# What you will do
(1) What are the sentences in the network marketing safety passage's paragraph that begins "I'm not a lawyer"? List them all.
(2) Extend the network marketing safety passage, starting right after "Let's dive in!"

# Selected excerpt

------

Is your network marketing company safe?

It’s the question you secretly dread. No one can tell you with certainty how to keep your direct sales company out of regulators’ crosshairs. No two rulings (or settlements) are the same. As circumstances change, regulators change their focus. If they act against your company, it will most likely be a surprise. And the outcome is virtually guaranteed to be in their favor. What can you do?

You can make sure you’re doing what regulators want! We see regulators going after certain practices again and again, and from that we can draw some common-sense conclusions.

Today we want to give you our easy-reference list of common-sense conclusions.

I’m not a lawyer and this article should not be taken as legal advice. Talk with your attorney about these tips. This is by no means a guarantee of safety. But we think you would be wise to consider these ideas going forward with your company.

Let’s dive in!

------

# Entries shown
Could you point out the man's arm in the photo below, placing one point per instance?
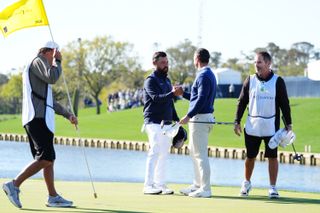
(242, 105)
(283, 101)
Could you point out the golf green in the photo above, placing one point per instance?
(128, 197)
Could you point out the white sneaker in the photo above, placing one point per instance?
(245, 188)
(151, 190)
(200, 193)
(189, 189)
(13, 193)
(58, 201)
(165, 190)
(273, 193)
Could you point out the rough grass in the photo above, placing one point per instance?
(126, 124)
(128, 197)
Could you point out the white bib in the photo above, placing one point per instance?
(262, 108)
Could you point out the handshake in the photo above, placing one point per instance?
(177, 90)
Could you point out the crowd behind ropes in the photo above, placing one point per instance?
(130, 98)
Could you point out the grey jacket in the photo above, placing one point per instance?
(41, 74)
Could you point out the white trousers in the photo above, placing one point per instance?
(198, 145)
(159, 145)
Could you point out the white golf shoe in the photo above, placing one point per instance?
(189, 189)
(58, 201)
(13, 193)
(273, 192)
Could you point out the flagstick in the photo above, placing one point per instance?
(77, 128)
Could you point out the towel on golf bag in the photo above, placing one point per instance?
(282, 138)
(178, 135)
(173, 131)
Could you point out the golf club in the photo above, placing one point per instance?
(200, 122)
(296, 155)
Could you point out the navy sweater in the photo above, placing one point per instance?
(203, 93)
(158, 99)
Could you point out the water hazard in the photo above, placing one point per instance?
(129, 166)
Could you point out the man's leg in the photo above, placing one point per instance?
(160, 170)
(273, 170)
(248, 168)
(33, 168)
(193, 153)
(48, 174)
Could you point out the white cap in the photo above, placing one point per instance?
(51, 45)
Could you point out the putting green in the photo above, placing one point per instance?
(128, 197)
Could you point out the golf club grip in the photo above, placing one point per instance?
(215, 122)
(284, 121)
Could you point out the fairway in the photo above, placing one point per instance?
(128, 197)
(126, 124)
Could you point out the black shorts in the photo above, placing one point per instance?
(40, 140)
(253, 144)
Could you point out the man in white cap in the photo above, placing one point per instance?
(38, 112)
(265, 94)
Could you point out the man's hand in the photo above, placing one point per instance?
(184, 120)
(237, 129)
(73, 119)
(177, 90)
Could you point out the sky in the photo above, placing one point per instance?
(226, 26)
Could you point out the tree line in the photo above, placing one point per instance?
(94, 68)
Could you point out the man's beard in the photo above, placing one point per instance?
(164, 70)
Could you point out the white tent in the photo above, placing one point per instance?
(314, 70)
(227, 76)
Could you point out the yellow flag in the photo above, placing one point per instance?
(22, 14)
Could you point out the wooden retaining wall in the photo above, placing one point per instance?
(312, 159)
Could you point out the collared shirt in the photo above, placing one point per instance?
(203, 93)
(158, 99)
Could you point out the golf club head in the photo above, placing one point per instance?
(162, 124)
(297, 157)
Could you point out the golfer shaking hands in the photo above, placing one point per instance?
(203, 93)
(158, 95)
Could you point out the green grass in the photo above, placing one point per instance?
(126, 124)
(128, 197)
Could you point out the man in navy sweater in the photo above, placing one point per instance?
(201, 98)
(158, 95)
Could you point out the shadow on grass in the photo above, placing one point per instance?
(74, 209)
(281, 200)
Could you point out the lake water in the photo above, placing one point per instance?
(129, 166)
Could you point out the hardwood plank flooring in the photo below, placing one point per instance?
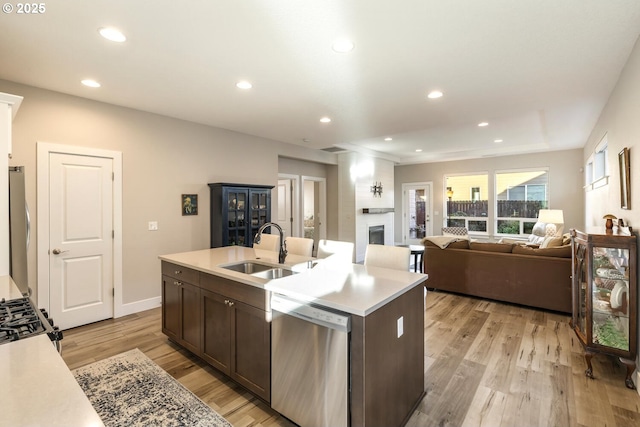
(486, 364)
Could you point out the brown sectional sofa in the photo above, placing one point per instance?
(512, 273)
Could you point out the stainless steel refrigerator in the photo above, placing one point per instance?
(19, 228)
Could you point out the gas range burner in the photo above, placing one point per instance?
(19, 318)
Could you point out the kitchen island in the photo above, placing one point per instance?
(224, 317)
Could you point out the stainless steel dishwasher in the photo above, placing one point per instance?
(310, 363)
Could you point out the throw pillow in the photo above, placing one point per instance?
(491, 247)
(551, 242)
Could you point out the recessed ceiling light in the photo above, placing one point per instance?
(342, 46)
(112, 34)
(90, 83)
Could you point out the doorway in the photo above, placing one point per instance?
(417, 211)
(287, 202)
(314, 212)
(79, 193)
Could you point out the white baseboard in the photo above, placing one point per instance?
(138, 306)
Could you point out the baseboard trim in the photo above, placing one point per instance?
(138, 306)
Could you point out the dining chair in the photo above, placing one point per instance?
(299, 246)
(335, 248)
(394, 257)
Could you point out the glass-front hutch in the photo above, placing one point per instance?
(237, 211)
(605, 295)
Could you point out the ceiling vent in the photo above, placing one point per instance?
(334, 150)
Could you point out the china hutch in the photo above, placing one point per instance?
(237, 211)
(604, 279)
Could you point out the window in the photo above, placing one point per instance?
(464, 206)
(475, 194)
(519, 197)
(597, 169)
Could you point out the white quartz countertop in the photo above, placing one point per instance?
(352, 288)
(39, 389)
(8, 289)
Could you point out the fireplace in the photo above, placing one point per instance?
(376, 235)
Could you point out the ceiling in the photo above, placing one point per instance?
(538, 71)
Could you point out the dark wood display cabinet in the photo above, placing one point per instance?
(604, 279)
(237, 211)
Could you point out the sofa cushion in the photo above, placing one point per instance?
(491, 247)
(558, 252)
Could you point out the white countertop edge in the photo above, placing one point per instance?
(41, 388)
(274, 287)
(336, 285)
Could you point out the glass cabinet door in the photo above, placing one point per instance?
(582, 273)
(610, 298)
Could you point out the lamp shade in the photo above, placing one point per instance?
(551, 216)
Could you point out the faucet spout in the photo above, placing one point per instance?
(282, 253)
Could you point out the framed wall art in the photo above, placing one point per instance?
(625, 179)
(189, 204)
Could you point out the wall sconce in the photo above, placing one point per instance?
(376, 189)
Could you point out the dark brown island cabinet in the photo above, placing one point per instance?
(237, 212)
(223, 322)
(227, 323)
(605, 295)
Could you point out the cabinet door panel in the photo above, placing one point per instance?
(216, 331)
(191, 317)
(171, 308)
(251, 351)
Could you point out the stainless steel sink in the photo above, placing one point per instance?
(248, 267)
(260, 270)
(274, 273)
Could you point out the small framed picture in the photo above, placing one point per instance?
(189, 204)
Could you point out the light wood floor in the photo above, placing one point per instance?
(486, 364)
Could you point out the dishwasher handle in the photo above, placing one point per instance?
(311, 313)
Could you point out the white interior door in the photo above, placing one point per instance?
(417, 211)
(285, 213)
(80, 239)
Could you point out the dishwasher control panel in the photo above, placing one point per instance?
(310, 312)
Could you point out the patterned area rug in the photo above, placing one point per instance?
(129, 389)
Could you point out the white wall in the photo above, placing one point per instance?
(357, 173)
(162, 159)
(620, 122)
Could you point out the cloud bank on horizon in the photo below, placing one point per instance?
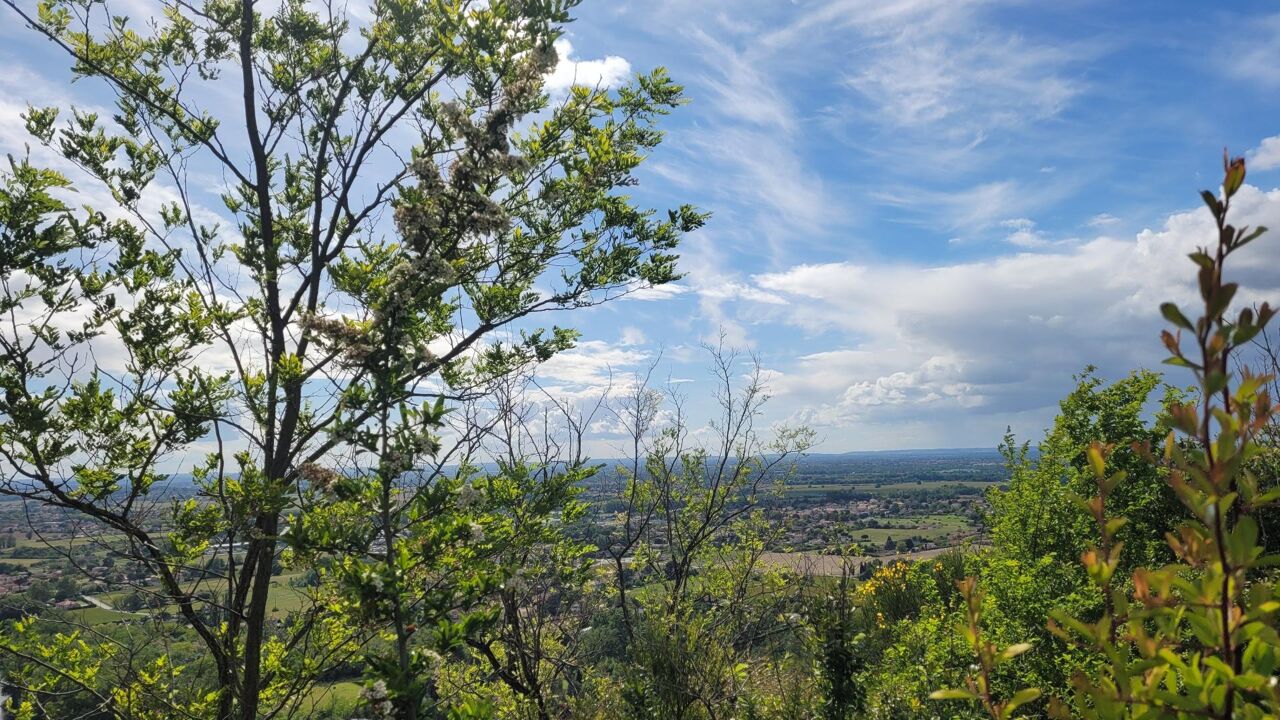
(928, 214)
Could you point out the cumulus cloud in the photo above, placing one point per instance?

------

# Expected outputs
(1)
1. I'm not a lawyer and this article should not be taken as legal advice.
2. Talk with your attorney about these tips.
3. This is by no means a guarantee of safety.
4. But we think you would be wise to consider these ideas going forward with your company.

(2)
1. Stop registering customers as distributors

Unless someone plans to build a business, sign them up as a “preferred customer.” You’ve probably heard this advice a million times before. Why are so few companies applying it?

This tops our list for three reasons:

First, “an MLM without end consumers” shows up frequently in pyramid scheme definitions. Having a body of end consumers you can easily point to is huge.

Second, most companies currently have lots of “distributors” who are functionally customers—they signed up just so they could receive the best price, and they do not actually participate in the business opportunity. Yes, this happens a lot to companies that aren’t directly encouraging it. But “we’re not responsible for the actions of the field” isn’t a strong argument in court.

Third, the FTC has taken a hard stance against looking the other way while customers sign up as distributors. In recent cases they’ve refused to allow companies to claim that any of their registered distributors are functionally customers.

If you can’t show end consumers, expect that to be used against you in the event of an investigation. The MLM of today needs a preferred customer category that’s enticing enough to clear out in-name-only distributors—individuals who want the discount but who are not building businesses. Make sure that you can point to verifiable numbers of end consumers.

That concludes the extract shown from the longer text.